**Text block**

= Direct linear transformation =

Algorithm to solve systems of equations

Direct linear transformation (DLT) is an algorithm which solves a set of variables from a set of similarity relations:

 $\mathbf{x}_{k} \propto \mathbf{A} \, \mathbf{y}_{k}$ for $\, k = 1, \ldots, N$

where $\mathbf{x}_{k}$ and $\mathbf{y}_{k}$ are known vectors, $\, \propto$ denotes equality up to an unknown scalar multiplication, and $\mathbf{A}$ is a matrix (or linear transformation) which contains the unknowns to be solved.

This type of relation appears frequently in projective geometry. Practical examples include the relation between 3D points in a scene and their projection onto the image plane of a pinhole camera, and homographies.

**Data rows**

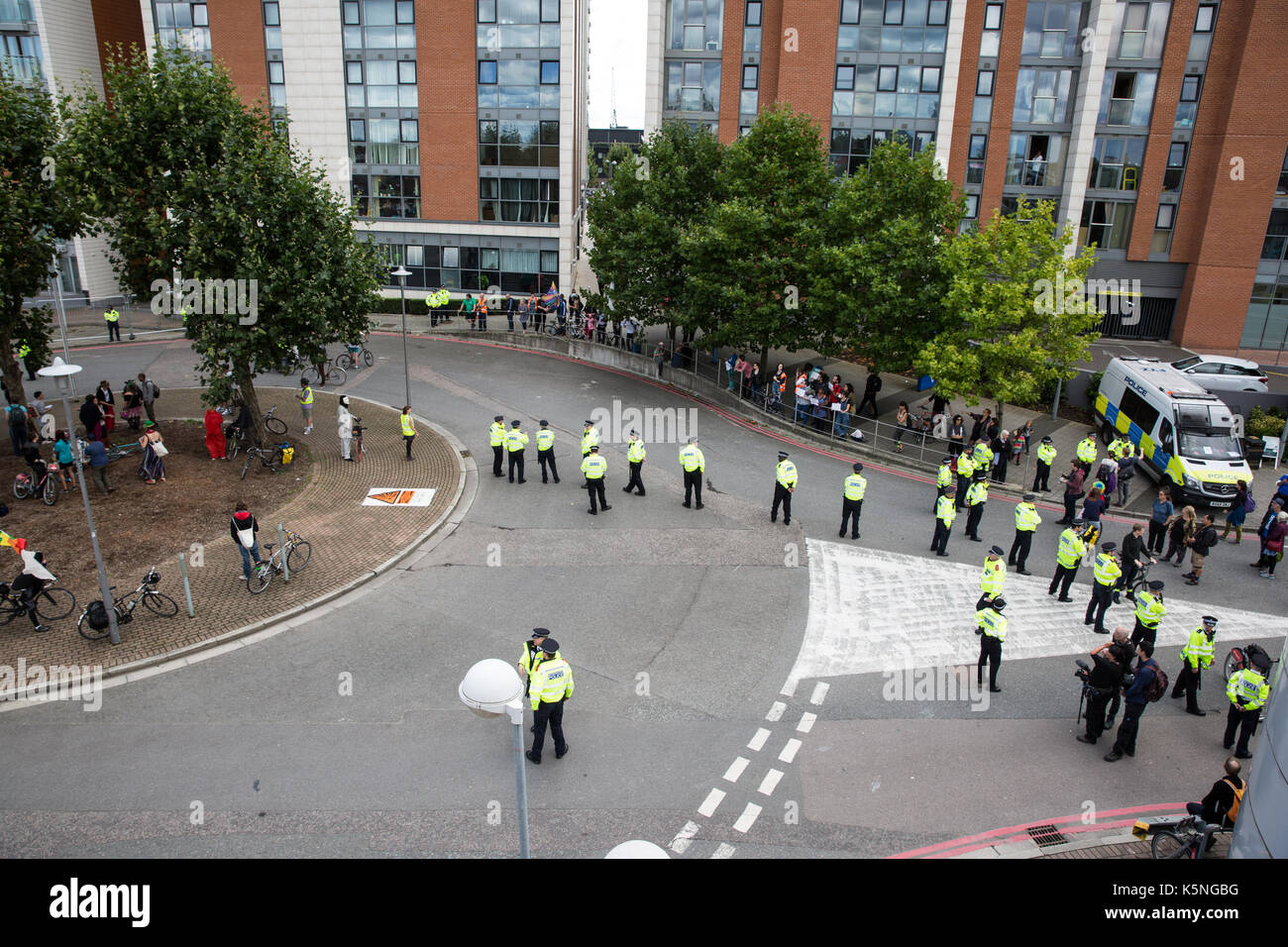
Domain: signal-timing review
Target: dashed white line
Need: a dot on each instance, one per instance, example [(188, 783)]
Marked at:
[(711, 801), (789, 753), (748, 817), (771, 783), (734, 771), (684, 838)]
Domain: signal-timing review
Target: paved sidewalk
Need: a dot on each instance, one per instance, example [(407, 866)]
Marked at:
[(349, 541)]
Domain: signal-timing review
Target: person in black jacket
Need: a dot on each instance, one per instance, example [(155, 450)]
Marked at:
[(1134, 699), (1111, 661)]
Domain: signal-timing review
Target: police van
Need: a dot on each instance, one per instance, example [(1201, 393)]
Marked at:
[(1184, 432)]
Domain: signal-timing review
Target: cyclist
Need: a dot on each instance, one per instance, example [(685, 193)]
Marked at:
[(30, 582)]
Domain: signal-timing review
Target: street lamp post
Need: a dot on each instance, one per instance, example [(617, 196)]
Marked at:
[(402, 273), (62, 373), (490, 688)]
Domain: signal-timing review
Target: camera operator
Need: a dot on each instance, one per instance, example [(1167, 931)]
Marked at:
[(1103, 684)]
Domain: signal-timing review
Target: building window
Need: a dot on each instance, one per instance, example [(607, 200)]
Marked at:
[(1106, 224)]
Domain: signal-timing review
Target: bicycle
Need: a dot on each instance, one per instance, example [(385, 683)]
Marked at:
[(1189, 839), (330, 373), (156, 602), (26, 484), (52, 602), (296, 554), (355, 354), (267, 458)]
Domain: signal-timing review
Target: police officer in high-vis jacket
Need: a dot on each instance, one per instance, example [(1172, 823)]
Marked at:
[(851, 500), (549, 688), (785, 484), (546, 453), (496, 438)]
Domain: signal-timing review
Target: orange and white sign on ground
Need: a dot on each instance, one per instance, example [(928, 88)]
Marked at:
[(394, 496)]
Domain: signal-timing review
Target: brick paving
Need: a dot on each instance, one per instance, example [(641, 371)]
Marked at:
[(348, 540)]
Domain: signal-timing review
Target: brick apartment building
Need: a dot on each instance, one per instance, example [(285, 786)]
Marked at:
[(456, 127), (1159, 128)]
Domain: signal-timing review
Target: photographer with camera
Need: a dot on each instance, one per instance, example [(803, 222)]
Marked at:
[(1100, 684)]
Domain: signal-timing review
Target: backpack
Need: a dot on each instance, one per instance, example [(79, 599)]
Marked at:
[(1157, 688)]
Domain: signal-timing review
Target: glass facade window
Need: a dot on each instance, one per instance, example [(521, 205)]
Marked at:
[(1106, 224)]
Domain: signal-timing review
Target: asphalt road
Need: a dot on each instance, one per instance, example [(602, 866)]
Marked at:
[(686, 631)]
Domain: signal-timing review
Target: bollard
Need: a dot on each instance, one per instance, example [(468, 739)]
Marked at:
[(187, 587), (281, 548)]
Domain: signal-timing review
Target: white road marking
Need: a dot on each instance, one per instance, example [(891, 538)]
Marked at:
[(862, 618), (684, 838), (789, 753), (711, 801), (771, 783), (748, 817), (735, 768)]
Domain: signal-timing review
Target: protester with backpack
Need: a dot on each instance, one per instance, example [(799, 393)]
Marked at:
[(1149, 685)]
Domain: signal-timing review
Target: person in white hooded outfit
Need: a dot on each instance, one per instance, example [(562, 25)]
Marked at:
[(346, 420)]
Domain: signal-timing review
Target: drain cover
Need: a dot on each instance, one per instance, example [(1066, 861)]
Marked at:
[(1046, 835)]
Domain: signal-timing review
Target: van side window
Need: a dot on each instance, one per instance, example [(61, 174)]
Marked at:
[(1138, 410)]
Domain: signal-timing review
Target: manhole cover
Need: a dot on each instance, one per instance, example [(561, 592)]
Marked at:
[(1046, 835)]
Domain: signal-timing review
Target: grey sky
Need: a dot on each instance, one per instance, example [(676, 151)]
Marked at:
[(617, 40)]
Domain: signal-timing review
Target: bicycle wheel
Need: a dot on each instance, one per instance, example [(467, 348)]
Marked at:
[(1168, 844), (54, 603), (89, 633), (160, 603), (299, 557), (261, 578)]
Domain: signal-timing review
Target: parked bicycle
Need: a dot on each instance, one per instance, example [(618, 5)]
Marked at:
[(52, 602), (296, 553), (94, 625), (29, 483)]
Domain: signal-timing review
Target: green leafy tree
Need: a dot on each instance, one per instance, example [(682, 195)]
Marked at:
[(35, 214), (880, 281), (636, 222), (751, 256), (1020, 317), (183, 179)]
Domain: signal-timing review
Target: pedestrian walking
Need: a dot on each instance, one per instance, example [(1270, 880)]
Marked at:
[(1248, 692), (305, 397), (1107, 573), (515, 442), (785, 484), (695, 466), (593, 468), (496, 438), (945, 512), (1141, 692), (853, 489), (991, 628), (408, 428), (1026, 522), (635, 454), (1042, 470), (549, 688), (546, 453), (1196, 656)]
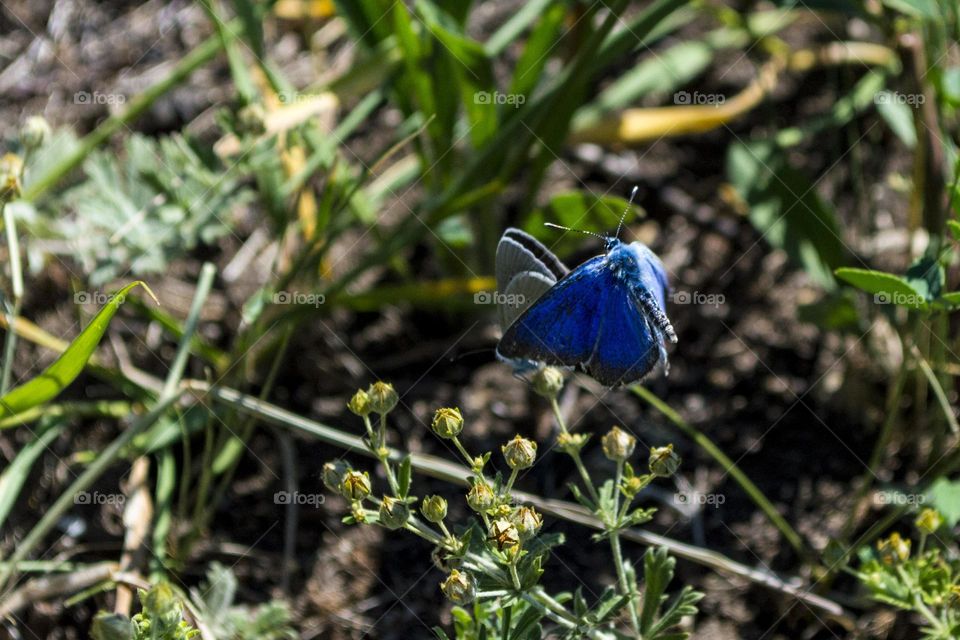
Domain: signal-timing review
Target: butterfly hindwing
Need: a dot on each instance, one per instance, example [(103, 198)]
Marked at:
[(561, 327), (628, 344)]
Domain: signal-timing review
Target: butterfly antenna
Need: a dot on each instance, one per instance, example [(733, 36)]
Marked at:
[(589, 233), (633, 194)]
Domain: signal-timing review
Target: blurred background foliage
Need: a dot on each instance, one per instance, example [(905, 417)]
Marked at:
[(377, 167)]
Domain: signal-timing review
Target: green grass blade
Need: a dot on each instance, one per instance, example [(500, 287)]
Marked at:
[(84, 482), (14, 477), (67, 367)]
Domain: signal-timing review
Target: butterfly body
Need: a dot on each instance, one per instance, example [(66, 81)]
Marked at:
[(607, 317)]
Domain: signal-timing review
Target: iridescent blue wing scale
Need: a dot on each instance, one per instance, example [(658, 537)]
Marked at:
[(613, 328), (561, 327)]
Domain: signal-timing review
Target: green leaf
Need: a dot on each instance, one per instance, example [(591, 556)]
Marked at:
[(951, 300), (926, 9), (67, 367), (657, 573), (887, 288), (898, 117), (954, 227), (944, 495), (786, 209), (926, 276), (13, 477), (512, 28), (529, 68)]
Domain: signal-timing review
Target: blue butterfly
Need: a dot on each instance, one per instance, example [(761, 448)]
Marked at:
[(607, 316), (525, 270)]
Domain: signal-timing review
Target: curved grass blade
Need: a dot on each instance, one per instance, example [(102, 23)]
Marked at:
[(67, 367)]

**What to produce**
Please carry on the article on direct linear transformation, starting right after its last sentence.

**Result**
== Introduction ==

An ordinary system of linear equations

 $\mathbf{x}_{k} = \mathbf{A} \, \mathbf{y}_{k}$ for $\, k = 1, \ldots, N$

can be solved, for example, by rewriting it as a matrix equation $\mathbf{X} = \mathbf{A} \, \mathbf{Y}$ where matrices $\mathbf{X}$ and $\mathbf{Y}$ contain the vectors $\mathbf{x}_{k}$ and $\mathbf{y}_{k}$ in their respective columns. Given that there exists a unique solution, it is given by

 $\mathbf{A} = \mathbf{X} \, \mathbf{Y}^{T} \, (\mathbf{Y} \, \mathbf{Y}^{T})^{-1} .$

Solutions can also be described in the case that the equations are over or under determined.

What makes the direct linear transformation problem distinct from the above standard case is the fact that the left and right sides of the defining equation can differ by an unknown multiplicative factor which is dependent on k. As a consequence, $\mathbf{A}$ cannot be computed as in the standard case. Instead, the similarity relations are rewritten as proper linear homogeneous equations which then can be solved by a standard method. The combination of rewriting the similarity equations as homogeneous linear equations and solving them by standard methods is referred to as a direct linear transformation algorithm or DLT algorithm. DLT is attributed to Ivan Sutherland.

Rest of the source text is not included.